=== Information given ===

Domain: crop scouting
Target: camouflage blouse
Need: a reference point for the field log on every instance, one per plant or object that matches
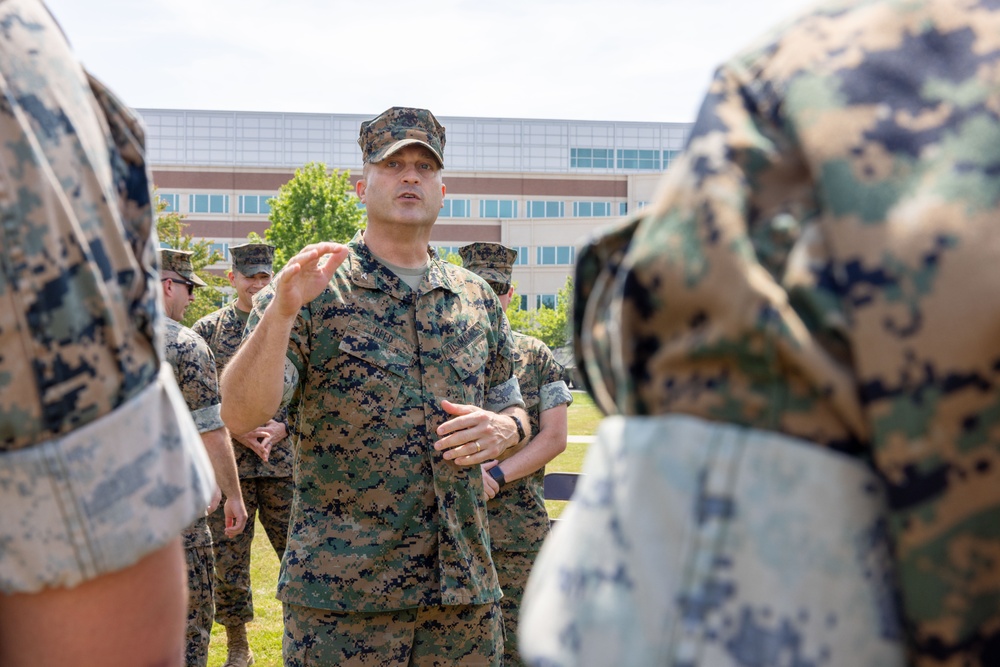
(380, 521)
(194, 369)
(821, 263)
(518, 519)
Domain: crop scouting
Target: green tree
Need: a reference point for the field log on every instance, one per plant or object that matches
(170, 231)
(313, 206)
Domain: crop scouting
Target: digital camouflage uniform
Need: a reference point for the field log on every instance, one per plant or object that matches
(266, 487)
(821, 263)
(519, 521)
(100, 464)
(380, 521)
(194, 369)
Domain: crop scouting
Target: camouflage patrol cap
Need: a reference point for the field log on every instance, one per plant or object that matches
(253, 258)
(179, 261)
(398, 127)
(492, 262)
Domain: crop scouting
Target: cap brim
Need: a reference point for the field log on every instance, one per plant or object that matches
(403, 143)
(251, 270)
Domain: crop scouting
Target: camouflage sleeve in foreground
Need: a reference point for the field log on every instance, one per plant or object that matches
(820, 263)
(194, 368)
(100, 463)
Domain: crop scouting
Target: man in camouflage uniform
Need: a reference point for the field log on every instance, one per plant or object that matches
(388, 549)
(514, 483)
(194, 368)
(820, 264)
(100, 464)
(263, 457)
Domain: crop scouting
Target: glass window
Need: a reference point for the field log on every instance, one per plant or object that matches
(591, 158)
(545, 301)
(546, 209)
(455, 208)
(221, 248)
(632, 158)
(498, 208)
(208, 203)
(591, 209)
(551, 255)
(255, 204)
(173, 202)
(522, 256)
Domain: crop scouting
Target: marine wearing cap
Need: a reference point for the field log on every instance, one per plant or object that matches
(253, 258)
(179, 261)
(398, 127)
(492, 262)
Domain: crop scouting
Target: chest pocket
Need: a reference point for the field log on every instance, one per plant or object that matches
(371, 368)
(468, 353)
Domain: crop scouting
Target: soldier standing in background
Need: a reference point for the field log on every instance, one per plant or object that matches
(263, 457)
(388, 551)
(821, 264)
(515, 481)
(194, 369)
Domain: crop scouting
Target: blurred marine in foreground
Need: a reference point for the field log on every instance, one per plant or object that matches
(817, 278)
(101, 466)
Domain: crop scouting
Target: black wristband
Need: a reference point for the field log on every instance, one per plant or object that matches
(520, 428)
(497, 474)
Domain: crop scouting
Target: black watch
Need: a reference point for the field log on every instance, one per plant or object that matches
(497, 474)
(520, 428)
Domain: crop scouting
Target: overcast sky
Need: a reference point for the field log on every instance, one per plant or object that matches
(636, 60)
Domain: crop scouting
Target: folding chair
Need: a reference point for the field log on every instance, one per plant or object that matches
(560, 486)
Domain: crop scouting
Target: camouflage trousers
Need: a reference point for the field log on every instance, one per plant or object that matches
(201, 605)
(513, 568)
(270, 499)
(443, 636)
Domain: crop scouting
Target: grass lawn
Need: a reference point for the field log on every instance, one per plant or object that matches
(265, 630)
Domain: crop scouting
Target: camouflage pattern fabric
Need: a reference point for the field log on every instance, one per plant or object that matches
(179, 261)
(201, 605)
(691, 542)
(819, 264)
(194, 368)
(253, 258)
(513, 568)
(380, 521)
(79, 367)
(266, 487)
(269, 499)
(492, 262)
(424, 637)
(398, 127)
(223, 330)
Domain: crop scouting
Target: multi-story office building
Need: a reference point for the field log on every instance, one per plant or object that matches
(540, 186)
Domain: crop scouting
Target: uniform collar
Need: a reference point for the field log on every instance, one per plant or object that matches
(366, 271)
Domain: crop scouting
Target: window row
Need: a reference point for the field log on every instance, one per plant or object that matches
(453, 208)
(622, 158)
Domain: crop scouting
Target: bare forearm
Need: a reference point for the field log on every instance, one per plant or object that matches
(548, 443)
(220, 453)
(253, 380)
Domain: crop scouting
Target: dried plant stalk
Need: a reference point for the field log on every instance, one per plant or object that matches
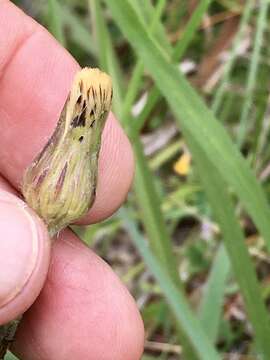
(60, 184)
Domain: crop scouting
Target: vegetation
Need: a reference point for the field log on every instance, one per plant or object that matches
(192, 241)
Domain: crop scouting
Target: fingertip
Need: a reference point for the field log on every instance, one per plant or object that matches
(24, 256)
(83, 311)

===

Exercise task —
Without the pictures, restate all the entries above exactly.

Full response —
Domain: crop scouting
Target: camouflage blouse
Need: a reference point for the field log on every instance, one per plant or object that matches
(380, 521)
(194, 369)
(821, 263)
(518, 519)
Domain: crop scouting
Target: green tree
Need: a reference point for the field log on every instance, one per plant or object that matches
(170, 231)
(313, 206)
Domain: crop scouting
Target: digital camouflage uniform
Need: a reference point for the field log on every instance, one per plant or object that matches
(266, 487)
(821, 263)
(519, 521)
(100, 464)
(380, 521)
(194, 369)
Domain: crop scouting
Target: camouflage patrol cap
Need: a reference point for the field log on every instance, one per plant or object that matches
(253, 258)
(179, 261)
(398, 127)
(492, 262)
Domain: crop scouting
Target: cap brim
Need: a reference point for the field log on every instance, one per plant or object that matches
(403, 143)
(251, 270)
Domain: crop scouting
Target: camouflage sleeve in foreground
Need: a reference point for the field log on every instance, one per plant or object that matches
(820, 263)
(194, 368)
(100, 463)
Domain: crop scouting
Target: man in camouflage uniform
Need: a reference point for the field log on every instance, one per plant or object that matches
(388, 549)
(514, 483)
(194, 368)
(820, 264)
(100, 464)
(263, 457)
Domain: crop scouting
Target: glass window
Need: a reference point for the field log on every instance, one per plant or object that matches
(591, 158)
(545, 301)
(546, 209)
(455, 208)
(221, 248)
(632, 158)
(498, 208)
(208, 203)
(591, 209)
(551, 255)
(255, 204)
(173, 202)
(522, 256)
Domain: crop scouting
Target: marine wearing cap
Need: a reference point for the field log on every instance, one per plant or object that matches
(253, 258)
(179, 261)
(398, 127)
(492, 262)
Domain: crop scouting
Target: chest pocket
Need: a reference point for the field log on every instance, one per plant or object that matches
(371, 368)
(468, 353)
Domain: crop scouting
Target: soldier standing in background
Need: a reference point for the field log on every instance, one per plant or object that matches
(263, 457)
(388, 551)
(821, 264)
(515, 481)
(194, 369)
Domain: crop scouting
Target: blurred marine in foreground
Need: a reference point for the field log on every instance, one per plant or object that matches
(817, 278)
(101, 466)
Domain: crop scouting
Target: black wristband
Need: a reference point for the field log on every instance, one per plant or object that matches
(520, 428)
(497, 474)
Domain: crop scouting
Target: black watch
Need: a reference point for the field log on every instance, one per plant or object that matches
(497, 474)
(520, 428)
Domain: crop scouting
Target: overcast sky
Need: a reference point for the field log on every instance, one per plant or object that matches
(636, 60)
Domain: crop scouting
Target: folding chair
Need: a reference point for the field log on every instance, one per plant or object that matches
(560, 486)
Domain: crop scouting
Target: camouflage trousers
Need: a reference point for the field log on every instance, one per plant or object that matches
(201, 605)
(513, 568)
(270, 499)
(443, 636)
Domain: crop scouting
Target: grass lawn
Need: a reference point for the field log on every instance, one per plant or object that matches
(265, 630)
Domain: crop scouting
Target: camouflage pattern fabric
Need: a reference point for the field log on every instance, one per plant or object that matches
(179, 261)
(201, 605)
(691, 542)
(819, 264)
(194, 368)
(253, 258)
(513, 568)
(380, 521)
(79, 367)
(266, 487)
(269, 499)
(492, 262)
(424, 637)
(398, 127)
(223, 330)
Domain: crop scouting
Target: multi-story office building
Need: a reference point for the field log on every instance, one per plant or object that matches
(540, 186)
Domain: crop scouting
Target: uniform collar
Need: a reference point for the field log on every instance, one per plant or object that matches
(366, 271)
Domain: crop scouting
Target: window row
Need: a reference point for the field log on every instance, one per plant or object that matches
(453, 208)
(622, 158)
Domain: crop scouting
Target: bare forearm
Need: a reference point for the field log on every instance, one per plant or object that matches
(548, 443)
(220, 453)
(253, 380)
Domain: crop scouting
Target: dried plant stalk
Need: a reference point for the field log on every instance, one per plant or object that matches
(60, 184)
Domain: crop scouting
Target: vegetation
Need: a reference point for the field log on every instance, one per plant or object that matches
(192, 241)
Domain: crop scouting
Target: fingertip
Need: a reference point for the field log on every instance, one per plant or object that matches
(24, 256)
(83, 311)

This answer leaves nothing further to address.